» **About this task**
Copy every one of the records below line for line, without changing anything, and leave the pictures out of your copy.

Segment Start: Information given

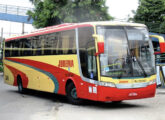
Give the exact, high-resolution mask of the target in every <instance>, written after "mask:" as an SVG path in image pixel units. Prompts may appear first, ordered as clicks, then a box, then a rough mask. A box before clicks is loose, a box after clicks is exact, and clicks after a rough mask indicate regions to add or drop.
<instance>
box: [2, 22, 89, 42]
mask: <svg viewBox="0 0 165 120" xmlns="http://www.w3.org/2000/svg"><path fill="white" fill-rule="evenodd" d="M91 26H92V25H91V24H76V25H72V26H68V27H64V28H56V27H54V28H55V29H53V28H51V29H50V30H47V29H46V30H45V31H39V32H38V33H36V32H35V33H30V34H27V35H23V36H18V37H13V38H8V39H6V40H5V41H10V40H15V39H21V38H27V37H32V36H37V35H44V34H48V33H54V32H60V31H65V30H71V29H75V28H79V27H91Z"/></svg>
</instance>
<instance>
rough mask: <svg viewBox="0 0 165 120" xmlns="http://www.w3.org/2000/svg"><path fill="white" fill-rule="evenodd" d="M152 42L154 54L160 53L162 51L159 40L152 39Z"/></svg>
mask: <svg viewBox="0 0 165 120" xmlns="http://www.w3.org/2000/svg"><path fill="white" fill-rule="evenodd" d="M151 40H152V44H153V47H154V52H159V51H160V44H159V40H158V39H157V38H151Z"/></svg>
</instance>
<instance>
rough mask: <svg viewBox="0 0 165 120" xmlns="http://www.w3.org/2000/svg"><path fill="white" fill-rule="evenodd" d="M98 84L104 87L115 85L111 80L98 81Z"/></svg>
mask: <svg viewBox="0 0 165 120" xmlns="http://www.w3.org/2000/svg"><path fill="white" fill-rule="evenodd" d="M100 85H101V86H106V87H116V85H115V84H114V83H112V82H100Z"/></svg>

Segment End: Information given

» **Task output**
Give the exact, high-resolution mask of the target in every <instance>, written after "mask:" as an SVG path in image pixel units. Prompts may appear first, ordered as clicks, then a box, then a rough mask. A box before clicks is loose, a box after clicks is exact, and clicks after a rough mask indicate regions to add or drop.
<instance>
box: [2, 22, 89, 42]
mask: <svg viewBox="0 0 165 120" xmlns="http://www.w3.org/2000/svg"><path fill="white" fill-rule="evenodd" d="M91 26H92V25H91V24H76V25H72V26H68V27H64V28H56V27H54V28H55V29H53V28H51V29H50V30H47V29H46V30H45V31H39V32H38V33H36V32H35V33H30V34H27V35H23V36H18V37H13V38H8V39H6V40H5V41H10V40H15V39H21V38H27V37H32V36H37V35H44V34H48V33H54V32H60V31H65V30H71V29H75V28H79V27H91Z"/></svg>
</instance>
<instance>
rough mask: <svg viewBox="0 0 165 120" xmlns="http://www.w3.org/2000/svg"><path fill="white" fill-rule="evenodd" d="M152 42L154 54L160 53L162 51L159 40L152 39Z"/></svg>
mask: <svg viewBox="0 0 165 120" xmlns="http://www.w3.org/2000/svg"><path fill="white" fill-rule="evenodd" d="M151 40H152V44H153V47H154V52H159V51H160V44H159V40H158V39H157V38H151Z"/></svg>
</instance>
<instance>
rough mask: <svg viewBox="0 0 165 120" xmlns="http://www.w3.org/2000/svg"><path fill="white" fill-rule="evenodd" d="M98 84L104 87L115 85L111 80L98 81Z"/></svg>
mask: <svg viewBox="0 0 165 120" xmlns="http://www.w3.org/2000/svg"><path fill="white" fill-rule="evenodd" d="M100 85H101V86H106V87H116V85H115V84H114V83H112V82H100Z"/></svg>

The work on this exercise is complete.